Change "every instance" to "all instances" everywhere in the rows below, leaving every other line the same. Leave the pictures out of what you return.

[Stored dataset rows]
* * *

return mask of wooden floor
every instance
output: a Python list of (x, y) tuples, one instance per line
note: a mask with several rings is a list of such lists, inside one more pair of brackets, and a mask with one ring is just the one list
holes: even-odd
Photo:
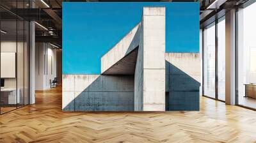
[(61, 90), (0, 116), (0, 142), (256, 142), (256, 112), (202, 97), (200, 112), (63, 112)]

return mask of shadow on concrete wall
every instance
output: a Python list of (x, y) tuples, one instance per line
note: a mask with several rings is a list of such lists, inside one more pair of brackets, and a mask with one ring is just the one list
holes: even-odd
[(170, 62), (165, 62), (169, 93), (166, 95), (166, 110), (199, 110), (200, 83)]
[(133, 111), (134, 76), (100, 75), (64, 111)]

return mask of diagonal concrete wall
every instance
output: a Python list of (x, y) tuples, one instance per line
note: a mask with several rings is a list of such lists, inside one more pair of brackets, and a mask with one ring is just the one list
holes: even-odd
[(198, 110), (199, 53), (166, 53), (166, 110)]
[(101, 59), (101, 73), (104, 74), (125, 56), (128, 55), (138, 45), (138, 29), (140, 22), (135, 26), (125, 36), (117, 43)]
[(165, 110), (164, 53), (165, 8), (145, 7), (141, 22), (101, 58), (102, 75), (63, 75), (63, 110)]
[(165, 110), (165, 8), (143, 8), (143, 110)]

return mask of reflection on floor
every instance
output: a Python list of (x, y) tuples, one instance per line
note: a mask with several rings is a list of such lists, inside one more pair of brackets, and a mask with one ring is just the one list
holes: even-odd
[(200, 97), (199, 112), (64, 112), (61, 89), (0, 116), (0, 142), (255, 142), (256, 112)]
[(3, 114), (13, 110), (16, 109), (17, 108), (19, 108), (20, 107), (23, 107), (23, 104), (18, 104), (18, 105), (1, 105), (2, 107), (1, 107), (1, 114)]
[(1, 107), (1, 114), (12, 110), (15, 109), (16, 107)]
[(248, 107), (256, 109), (256, 99), (250, 97), (239, 96), (238, 100), (239, 104), (241, 105)]

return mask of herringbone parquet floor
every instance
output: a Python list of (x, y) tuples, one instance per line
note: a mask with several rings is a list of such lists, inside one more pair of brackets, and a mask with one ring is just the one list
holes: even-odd
[(256, 112), (202, 97), (200, 112), (63, 112), (61, 89), (0, 116), (0, 142), (256, 142)]

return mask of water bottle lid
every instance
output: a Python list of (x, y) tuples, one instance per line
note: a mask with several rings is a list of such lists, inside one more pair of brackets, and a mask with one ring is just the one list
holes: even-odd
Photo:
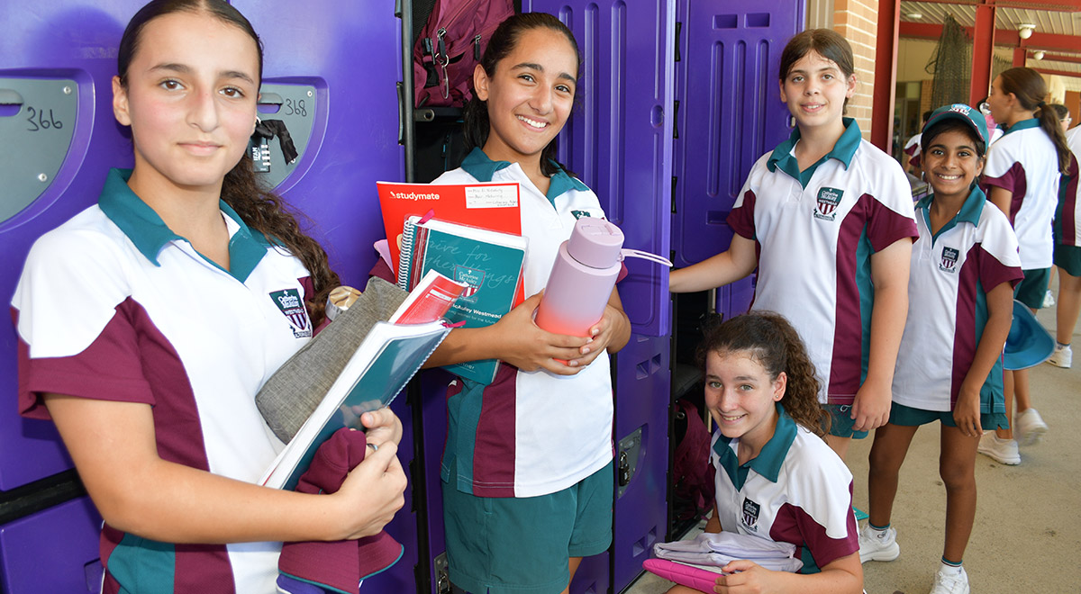
[(572, 258), (592, 268), (609, 268), (618, 262), (623, 231), (602, 218), (582, 217), (574, 224), (566, 252)]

* * *

» **RESPONSE BELOW**:
return mask of wooden floor
all instances
output: a Python list of (x, y) tuples, one instance per line
note: a mask with several rings is a list of such lists, inside one more pair of brackets, and a mask with one ring is just the one list
holes: even-odd
Photo:
[(61, 90), (0, 116), (0, 142), (256, 142), (256, 112), (202, 97), (200, 112), (63, 112)]

return mask of shadow on concrete wall
all instances
output: a Python list of (x, y) tuples, one instance per line
note: a mask with several rings is a list of such lists, inside one more pair of brackets, and a mask with one ring is just the one list
holes: even-odd
[(170, 62), (165, 62), (169, 93), (166, 95), (166, 110), (199, 110), (200, 83)]
[(133, 111), (134, 76), (100, 75), (64, 111)]

return mask of diagonal concrete wall
all instances
output: a Python list of (x, y) tuples, one instance per line
note: a mask with several rings is a list of such lists, inside one more pair of brackets, and a mask with one ring is just the one list
holes: even-odd
[(198, 110), (199, 53), (166, 53), (166, 110)]
[(101, 59), (101, 73), (104, 74), (125, 56), (128, 55), (138, 45), (138, 29), (140, 22), (135, 26), (125, 36), (117, 43)]
[(165, 110), (164, 53), (165, 8), (145, 7), (141, 22), (101, 58), (102, 75), (63, 75), (63, 110)]
[(165, 110), (165, 8), (143, 8), (143, 110)]

return mask of reflection on floor
all instances
output: a Python list of (x, y) tuples, one instance per line
note: a mask with several rings is a list of such lists, inside one more pair of brackets, and a mask with one ring is just the one list
holes: even-odd
[(200, 97), (199, 112), (64, 112), (61, 89), (0, 116), (0, 142), (255, 142), (256, 112)]
[(3, 114), (13, 110), (16, 109), (17, 108), (19, 108), (20, 107), (23, 107), (23, 104), (18, 104), (18, 105), (1, 105), (2, 107), (1, 107), (1, 114)]
[(1, 107), (1, 114), (12, 110), (15, 109), (16, 107)]
[(248, 107), (256, 109), (256, 99), (250, 97), (239, 96), (238, 100), (239, 104), (241, 105)]

return mask of herringbone parquet floor
all instances
output: a Python list of (x, y) tuples, one instance per line
note: a mask with several rings is a list of such lists, inside one more pair of brackets, and a mask with one ring is just the one list
holes: even-odd
[(256, 112), (202, 97), (200, 112), (63, 112), (61, 89), (0, 116), (0, 142), (256, 142)]

return mask of water bottle lid
all instances
output: a Python list of (x, y) tuples, one instance per line
note: a mask with several rings is a list of such lists, inside one more pair of brackets, and a mask with one ring is just the one list
holes: even-odd
Photo:
[(572, 258), (592, 268), (609, 268), (618, 262), (623, 231), (602, 218), (582, 217), (574, 224), (566, 252)]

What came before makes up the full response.